_Problem_
Continue the History Center news posts below, picking up right after the last sentence shown.

Tuesday, December 29, 2015

Winter newsletter

Our winter newsletter is here! Follow the link to see what we've been up to over the past several months.

Tuesday, December 1, 2015

History Center Open House


Join us at the History Center for our annual holiday open house! You'll be in for a special musical treat, as well.

Thursday, November 5, 2015

Shreveport's Historic Oakland Cemetery

We are excited that some of our most engaging speakers, Dr. Gary Joiner and Dr. Cheryl White, will be at the History Center on Sunday, November 15 at 3 pm to present and sign their new book profiling Northwest Louisiana's early heroes and pioneers buried in Shreveport’s historic Oakland Cemetery. The book's stories evoke lives that were boldly lived in the nascent city of Shreveport and beyond. 

Free (always) and no preregistration required.



Thursday, July 23, 2015

Local History Authors Book Signing

Participants and their books:
Most books  available for sale at the event or bring your own copy for signing
· Kevin Jones, author of the just-released Arcadia Press Images of America Series: Bossier City

· Shawn Bohannon coauthor of Arcadia Press Images of America: Barksdale Air Force Base; Forgotten Eagle: A Biography of Brigadier General Arthur B. McDaniel 


· John Andrew Prime co-author of Arcadia Press Images of America: Barksdale Air Force Base and contributor to Shreveport Sounds in Black and White

· Kathryn DeFatta-Barattini I Live in Shreveport-Bossier! by Louise E. Ana, Ladybug; Shreveport Bossier Alphabet and more


· Dr. Roy Phillips Exodus from the Door of No Return

Not confirmed at this time: Bertha Harris, author of The Courage to Rise Again
Copies of The Late Col. Neill A. Yarborough’s book History of Bossier City, Louisiana from the Early Years 1833-2006 will be available for sale


Tuesday, June 2, 2015

Bossier Bios: Lambert W. Baker


Lambert William Baker was born in North Carolina in 1818. In 1844, he married Martha Allen in Walker County, Alabama. Their first daughter, Theodocia, and only son, Percy, were both born in Jasper, AL. By 1849, the family had moved to Minden, LA, where they had four more daughters: Josephine, Alza Dora, Elizena, and Martha Cassandra. Their last child, Maniza Louisa, was born in Bossier Parish in 1860. Lambert, a republican, was elected as Bossier Parish judge in 1868 with 945 votes. He was re-elected in both 1870 and 1872. Richard Welcome Turner defeated Baker in the district judge election of 1876.

_Information_
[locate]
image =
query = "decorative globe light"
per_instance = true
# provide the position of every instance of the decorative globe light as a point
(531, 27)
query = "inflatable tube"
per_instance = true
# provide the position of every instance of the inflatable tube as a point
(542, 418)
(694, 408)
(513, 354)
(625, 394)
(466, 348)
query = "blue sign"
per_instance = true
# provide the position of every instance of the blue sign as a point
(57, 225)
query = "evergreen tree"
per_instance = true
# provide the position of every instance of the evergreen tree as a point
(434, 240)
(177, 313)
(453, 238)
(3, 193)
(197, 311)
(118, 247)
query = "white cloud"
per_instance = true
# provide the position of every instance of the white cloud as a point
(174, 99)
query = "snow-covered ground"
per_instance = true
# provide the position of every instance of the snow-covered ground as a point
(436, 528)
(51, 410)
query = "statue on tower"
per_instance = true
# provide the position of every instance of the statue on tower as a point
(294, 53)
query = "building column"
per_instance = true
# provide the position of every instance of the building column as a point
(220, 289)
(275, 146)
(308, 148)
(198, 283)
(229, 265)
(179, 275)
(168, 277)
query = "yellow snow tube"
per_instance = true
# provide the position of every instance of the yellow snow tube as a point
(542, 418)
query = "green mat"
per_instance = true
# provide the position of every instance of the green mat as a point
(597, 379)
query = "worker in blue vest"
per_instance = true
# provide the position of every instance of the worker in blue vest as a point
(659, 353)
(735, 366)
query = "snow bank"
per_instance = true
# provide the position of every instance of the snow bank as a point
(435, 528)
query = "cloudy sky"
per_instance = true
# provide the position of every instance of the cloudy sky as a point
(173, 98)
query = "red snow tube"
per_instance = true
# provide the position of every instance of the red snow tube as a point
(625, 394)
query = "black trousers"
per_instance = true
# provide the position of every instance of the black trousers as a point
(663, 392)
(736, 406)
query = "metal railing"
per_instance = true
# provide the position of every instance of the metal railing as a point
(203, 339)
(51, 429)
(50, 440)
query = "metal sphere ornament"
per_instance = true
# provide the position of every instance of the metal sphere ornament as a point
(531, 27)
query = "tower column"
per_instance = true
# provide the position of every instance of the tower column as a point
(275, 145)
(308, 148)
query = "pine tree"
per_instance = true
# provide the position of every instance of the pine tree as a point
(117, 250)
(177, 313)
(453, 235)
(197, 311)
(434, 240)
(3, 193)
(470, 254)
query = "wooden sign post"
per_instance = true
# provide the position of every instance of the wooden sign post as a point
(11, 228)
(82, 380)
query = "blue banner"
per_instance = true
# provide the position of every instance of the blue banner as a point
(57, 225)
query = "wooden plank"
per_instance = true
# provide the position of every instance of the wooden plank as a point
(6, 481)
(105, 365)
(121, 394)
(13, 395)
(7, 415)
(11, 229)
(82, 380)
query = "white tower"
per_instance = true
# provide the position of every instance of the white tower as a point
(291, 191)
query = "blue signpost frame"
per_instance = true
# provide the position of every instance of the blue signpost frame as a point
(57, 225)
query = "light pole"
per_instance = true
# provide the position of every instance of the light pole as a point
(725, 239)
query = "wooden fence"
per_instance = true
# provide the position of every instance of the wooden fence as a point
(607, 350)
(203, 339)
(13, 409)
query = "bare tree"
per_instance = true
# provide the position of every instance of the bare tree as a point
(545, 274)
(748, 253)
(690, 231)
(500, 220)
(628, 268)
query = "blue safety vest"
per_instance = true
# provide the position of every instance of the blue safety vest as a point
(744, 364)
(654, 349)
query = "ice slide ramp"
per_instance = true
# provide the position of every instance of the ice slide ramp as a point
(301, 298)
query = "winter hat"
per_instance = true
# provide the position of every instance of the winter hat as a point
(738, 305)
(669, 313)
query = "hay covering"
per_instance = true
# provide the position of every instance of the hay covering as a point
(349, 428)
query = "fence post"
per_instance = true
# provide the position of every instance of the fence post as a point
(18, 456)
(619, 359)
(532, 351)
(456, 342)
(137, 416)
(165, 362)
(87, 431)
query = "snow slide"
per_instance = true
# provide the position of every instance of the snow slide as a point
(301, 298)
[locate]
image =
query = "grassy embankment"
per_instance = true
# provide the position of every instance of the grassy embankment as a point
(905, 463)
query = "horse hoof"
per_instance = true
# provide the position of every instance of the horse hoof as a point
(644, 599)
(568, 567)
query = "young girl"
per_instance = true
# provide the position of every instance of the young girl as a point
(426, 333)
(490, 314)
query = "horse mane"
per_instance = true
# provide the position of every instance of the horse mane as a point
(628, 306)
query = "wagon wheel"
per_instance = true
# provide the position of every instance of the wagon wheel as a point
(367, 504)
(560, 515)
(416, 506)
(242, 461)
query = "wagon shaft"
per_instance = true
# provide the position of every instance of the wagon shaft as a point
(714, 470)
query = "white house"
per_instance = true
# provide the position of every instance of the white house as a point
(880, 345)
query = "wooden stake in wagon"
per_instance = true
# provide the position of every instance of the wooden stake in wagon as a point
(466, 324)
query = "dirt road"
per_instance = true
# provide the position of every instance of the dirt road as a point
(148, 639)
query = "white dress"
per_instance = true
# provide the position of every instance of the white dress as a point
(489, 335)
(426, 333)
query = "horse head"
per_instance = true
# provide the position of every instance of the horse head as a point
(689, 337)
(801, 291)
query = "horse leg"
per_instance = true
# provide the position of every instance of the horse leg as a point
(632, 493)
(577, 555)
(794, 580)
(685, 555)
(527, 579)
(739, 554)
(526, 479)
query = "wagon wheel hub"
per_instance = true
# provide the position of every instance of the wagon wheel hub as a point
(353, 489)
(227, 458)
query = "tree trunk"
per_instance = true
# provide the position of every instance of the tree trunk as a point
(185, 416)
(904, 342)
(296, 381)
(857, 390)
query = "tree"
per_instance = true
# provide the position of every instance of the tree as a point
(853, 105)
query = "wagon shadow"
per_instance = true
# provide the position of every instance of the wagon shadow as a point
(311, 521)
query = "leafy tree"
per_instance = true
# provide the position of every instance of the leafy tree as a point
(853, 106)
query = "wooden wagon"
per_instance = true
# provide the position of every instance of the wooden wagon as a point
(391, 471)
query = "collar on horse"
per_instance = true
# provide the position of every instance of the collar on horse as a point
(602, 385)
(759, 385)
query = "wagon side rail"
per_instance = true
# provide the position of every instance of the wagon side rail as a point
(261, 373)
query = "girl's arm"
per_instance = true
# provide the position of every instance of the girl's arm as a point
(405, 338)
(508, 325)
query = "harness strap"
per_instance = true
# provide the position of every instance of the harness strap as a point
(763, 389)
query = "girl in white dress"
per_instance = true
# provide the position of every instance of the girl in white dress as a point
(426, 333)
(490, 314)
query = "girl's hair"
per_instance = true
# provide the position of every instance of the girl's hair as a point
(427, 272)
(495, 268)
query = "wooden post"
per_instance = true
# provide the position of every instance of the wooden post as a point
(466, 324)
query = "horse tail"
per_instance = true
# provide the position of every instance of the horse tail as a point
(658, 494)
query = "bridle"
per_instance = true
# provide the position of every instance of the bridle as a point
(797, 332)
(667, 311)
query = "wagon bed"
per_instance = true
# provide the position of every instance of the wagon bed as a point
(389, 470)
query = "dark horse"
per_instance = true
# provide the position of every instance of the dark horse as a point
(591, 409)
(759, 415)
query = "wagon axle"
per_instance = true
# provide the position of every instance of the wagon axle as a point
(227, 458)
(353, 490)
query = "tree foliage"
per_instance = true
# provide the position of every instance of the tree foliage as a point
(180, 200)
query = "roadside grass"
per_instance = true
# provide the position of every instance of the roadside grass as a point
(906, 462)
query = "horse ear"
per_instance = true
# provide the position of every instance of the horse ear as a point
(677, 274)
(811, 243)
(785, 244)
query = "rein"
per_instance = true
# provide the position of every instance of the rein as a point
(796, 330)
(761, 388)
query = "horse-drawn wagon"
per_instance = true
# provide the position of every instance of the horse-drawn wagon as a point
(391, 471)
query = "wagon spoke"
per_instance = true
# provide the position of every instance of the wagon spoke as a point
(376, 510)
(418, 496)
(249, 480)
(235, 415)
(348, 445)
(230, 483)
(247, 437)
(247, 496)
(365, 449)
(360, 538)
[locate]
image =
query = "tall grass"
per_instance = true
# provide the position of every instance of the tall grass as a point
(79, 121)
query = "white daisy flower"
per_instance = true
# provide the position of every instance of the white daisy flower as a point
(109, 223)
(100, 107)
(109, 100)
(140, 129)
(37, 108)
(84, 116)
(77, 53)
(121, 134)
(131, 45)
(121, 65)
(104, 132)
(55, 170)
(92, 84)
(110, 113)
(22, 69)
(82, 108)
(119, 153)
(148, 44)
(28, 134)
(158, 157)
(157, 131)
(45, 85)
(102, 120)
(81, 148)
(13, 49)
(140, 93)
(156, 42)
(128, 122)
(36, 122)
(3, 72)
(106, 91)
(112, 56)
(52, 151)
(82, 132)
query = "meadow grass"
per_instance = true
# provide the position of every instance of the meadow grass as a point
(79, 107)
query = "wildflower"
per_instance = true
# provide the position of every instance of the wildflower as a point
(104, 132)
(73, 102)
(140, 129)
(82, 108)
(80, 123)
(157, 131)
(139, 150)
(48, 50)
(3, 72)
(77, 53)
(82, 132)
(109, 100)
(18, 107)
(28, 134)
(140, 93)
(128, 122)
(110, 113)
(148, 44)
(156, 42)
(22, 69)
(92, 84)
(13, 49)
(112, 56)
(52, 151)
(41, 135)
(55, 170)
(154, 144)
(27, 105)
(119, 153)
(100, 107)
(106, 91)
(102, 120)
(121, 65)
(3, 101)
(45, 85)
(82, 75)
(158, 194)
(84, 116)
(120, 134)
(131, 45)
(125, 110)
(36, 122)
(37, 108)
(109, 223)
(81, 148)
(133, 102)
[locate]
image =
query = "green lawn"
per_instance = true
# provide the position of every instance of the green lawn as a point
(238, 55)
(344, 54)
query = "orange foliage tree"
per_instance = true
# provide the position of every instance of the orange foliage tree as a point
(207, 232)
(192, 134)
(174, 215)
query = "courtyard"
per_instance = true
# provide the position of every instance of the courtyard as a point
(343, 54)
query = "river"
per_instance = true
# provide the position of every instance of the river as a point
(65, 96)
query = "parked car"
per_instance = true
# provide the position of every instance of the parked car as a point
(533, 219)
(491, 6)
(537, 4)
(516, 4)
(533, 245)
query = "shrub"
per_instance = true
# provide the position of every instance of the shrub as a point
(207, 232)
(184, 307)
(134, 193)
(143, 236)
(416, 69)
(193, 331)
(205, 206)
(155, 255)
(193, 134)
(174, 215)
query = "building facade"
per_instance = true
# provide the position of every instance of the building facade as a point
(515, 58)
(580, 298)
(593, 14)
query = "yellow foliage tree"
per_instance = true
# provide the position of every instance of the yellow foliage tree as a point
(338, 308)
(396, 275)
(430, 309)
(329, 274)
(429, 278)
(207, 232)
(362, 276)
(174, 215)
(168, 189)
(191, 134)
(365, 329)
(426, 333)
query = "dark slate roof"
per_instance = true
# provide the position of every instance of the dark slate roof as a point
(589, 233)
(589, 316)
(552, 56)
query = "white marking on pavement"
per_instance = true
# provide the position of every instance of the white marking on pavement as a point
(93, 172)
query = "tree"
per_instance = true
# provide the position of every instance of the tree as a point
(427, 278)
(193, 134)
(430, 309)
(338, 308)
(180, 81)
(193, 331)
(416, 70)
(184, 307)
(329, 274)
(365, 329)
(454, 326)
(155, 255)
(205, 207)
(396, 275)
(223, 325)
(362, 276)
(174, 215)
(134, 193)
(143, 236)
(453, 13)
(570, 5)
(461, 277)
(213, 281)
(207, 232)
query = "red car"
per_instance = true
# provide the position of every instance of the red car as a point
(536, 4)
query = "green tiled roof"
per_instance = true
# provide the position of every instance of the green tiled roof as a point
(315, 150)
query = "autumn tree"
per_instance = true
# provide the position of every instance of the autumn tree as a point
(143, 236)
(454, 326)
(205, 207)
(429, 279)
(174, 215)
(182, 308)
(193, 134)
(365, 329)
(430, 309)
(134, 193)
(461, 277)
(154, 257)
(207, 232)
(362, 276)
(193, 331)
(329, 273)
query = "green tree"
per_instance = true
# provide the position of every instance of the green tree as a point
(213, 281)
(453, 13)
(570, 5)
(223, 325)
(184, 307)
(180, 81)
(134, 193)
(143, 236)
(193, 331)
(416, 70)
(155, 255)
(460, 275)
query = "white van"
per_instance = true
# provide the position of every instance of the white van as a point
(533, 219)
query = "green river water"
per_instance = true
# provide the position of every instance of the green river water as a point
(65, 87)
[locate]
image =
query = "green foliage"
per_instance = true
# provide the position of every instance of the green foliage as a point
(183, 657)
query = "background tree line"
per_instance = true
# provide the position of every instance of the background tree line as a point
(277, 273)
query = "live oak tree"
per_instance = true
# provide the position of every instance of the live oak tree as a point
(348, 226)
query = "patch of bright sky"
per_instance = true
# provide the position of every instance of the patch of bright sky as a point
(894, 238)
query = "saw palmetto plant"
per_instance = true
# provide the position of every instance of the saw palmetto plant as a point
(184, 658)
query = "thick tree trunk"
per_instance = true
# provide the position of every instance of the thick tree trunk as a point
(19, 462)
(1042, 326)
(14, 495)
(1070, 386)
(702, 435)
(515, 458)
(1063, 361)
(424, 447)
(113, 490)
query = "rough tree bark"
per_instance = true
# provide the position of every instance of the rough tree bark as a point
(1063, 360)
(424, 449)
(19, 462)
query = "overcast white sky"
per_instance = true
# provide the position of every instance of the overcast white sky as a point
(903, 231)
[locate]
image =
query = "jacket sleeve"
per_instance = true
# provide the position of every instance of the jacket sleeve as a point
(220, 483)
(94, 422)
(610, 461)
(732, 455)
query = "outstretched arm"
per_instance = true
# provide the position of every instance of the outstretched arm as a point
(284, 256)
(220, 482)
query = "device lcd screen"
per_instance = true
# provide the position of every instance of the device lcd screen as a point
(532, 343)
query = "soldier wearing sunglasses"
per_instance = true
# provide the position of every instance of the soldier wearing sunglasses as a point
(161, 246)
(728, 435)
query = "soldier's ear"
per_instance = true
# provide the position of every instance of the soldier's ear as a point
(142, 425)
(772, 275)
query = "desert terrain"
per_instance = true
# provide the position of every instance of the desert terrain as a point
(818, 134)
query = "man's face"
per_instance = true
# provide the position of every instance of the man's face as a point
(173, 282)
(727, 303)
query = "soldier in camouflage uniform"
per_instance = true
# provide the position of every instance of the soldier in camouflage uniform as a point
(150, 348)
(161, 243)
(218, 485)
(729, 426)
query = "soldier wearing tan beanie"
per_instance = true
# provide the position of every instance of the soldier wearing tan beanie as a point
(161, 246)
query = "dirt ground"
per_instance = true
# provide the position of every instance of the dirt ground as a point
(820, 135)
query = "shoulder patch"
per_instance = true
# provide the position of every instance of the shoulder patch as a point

_Task answer_
As a republican in Reconstruction-era Louisiana, Baker was known as a “scalawag” by the democratic majority of Bossier Parish. The term was mainly used in a derogatory fashion to refer to white republican Southerners who sided with Reconstructionist policies after the Civil War. Baker writes to Governor Warmoth in July of 1868, “I have not been molested, but hear threats of assassination in every direction and it seems to aggravate them that I treat such talk as a joke. My son [Percy] was assaulted on the 26th instant by a squad of cut-throats, with whom he was unacquainted, in the presence of Mr. Hill, sheriff of the parish, but he did not intercede to protect the life of a republican (of course not).” At the time of these threats, Baker’s seven children still lived with him at home. Maniza, the youngest, would have been about 8 years old. Sheriff Hill, who would go on to become US Marshal of Louisiana, wrote a letter to The Bossier Banner editor, William Scanland, proclaiming the account a falsehood. The Congressional review into the Presidential Election Investigation of 1878-79 mentions that Hill was one of the leaders during the Bossier Riots of 1868.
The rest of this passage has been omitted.